Stored items from a collection
+ + + + + + +
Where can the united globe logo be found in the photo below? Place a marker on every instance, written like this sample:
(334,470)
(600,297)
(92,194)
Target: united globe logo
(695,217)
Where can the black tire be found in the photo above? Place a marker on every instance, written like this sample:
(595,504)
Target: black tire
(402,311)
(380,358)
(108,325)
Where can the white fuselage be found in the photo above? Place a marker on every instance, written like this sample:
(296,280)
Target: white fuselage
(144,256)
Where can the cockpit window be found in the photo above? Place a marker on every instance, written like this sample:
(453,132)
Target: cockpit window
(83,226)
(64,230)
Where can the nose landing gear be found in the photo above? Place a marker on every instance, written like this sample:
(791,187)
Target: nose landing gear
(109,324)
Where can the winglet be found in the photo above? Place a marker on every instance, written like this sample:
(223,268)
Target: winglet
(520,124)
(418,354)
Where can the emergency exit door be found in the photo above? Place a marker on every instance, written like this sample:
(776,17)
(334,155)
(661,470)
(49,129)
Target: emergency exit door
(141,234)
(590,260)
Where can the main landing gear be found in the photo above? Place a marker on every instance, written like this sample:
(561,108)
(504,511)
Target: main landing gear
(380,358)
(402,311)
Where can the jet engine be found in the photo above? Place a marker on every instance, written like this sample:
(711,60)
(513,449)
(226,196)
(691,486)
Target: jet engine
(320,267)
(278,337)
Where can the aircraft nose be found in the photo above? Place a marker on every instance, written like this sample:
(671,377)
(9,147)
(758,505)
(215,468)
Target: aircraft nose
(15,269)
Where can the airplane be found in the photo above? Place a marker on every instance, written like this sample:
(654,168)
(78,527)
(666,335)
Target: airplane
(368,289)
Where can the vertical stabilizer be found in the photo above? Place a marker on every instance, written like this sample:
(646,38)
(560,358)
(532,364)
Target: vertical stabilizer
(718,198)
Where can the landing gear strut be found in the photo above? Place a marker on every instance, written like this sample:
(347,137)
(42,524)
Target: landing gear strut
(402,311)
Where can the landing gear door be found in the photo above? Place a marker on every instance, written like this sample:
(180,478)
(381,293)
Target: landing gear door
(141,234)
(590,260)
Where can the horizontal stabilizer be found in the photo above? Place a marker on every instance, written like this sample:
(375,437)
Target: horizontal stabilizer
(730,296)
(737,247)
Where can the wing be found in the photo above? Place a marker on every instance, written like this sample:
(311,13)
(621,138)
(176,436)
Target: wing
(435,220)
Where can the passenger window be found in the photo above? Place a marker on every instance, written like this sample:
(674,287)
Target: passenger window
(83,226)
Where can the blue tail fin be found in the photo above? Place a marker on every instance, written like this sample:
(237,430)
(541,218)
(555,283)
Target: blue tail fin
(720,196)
+ + + + + + +
AIM: Reproduce every line of the records above, requests included, beginning with the line containing "Where can the vertical" and continuing through the end of the records. Scale each answer coordinate by 1.8 and round it to a whole number, with halves rounded up, while leaving the numbers in the requests and their format samples unchanged.

FINAL RESULT:
Where can the vertical stabilizer be found in the photo above? Place a marker on every instance, written like this sample:
(646,38)
(560,358)
(532,364)
Target: vertical stabilizer
(1292,356)
Where can the landing gear strut be found in the photo above? Place a marker on every instance, written like this sample:
(347,137)
(42,524)
Target: landing gear strut
(724,560)
Where can the landing gear door be found in the photo above? Place a marker on every instance, written like this sample:
(180,478)
(381,293)
Target: landing gear door
(254,421)
(1062,468)
Where can the horizontal stabilizer be found in the photo above? Place a marker on every instance, written like this sample:
(375,437)
Target: horizontal stabilizer
(1314,533)
(1327,445)
Where can the wing be found in the photo above? Place a marker on every instance, written like this sample:
(311,13)
(621,138)
(176,436)
Target: wing
(783,396)
Where can the passenger window be found in the photo above? Place a marker on every instance, written like this sample:
(674,287)
Target: passenger window
(149,407)
Where can the blue tail fin be found in the photo above? Place a marker on every instance, written like this sample:
(237,430)
(541,218)
(555,283)
Target: blue tail fin
(1296,353)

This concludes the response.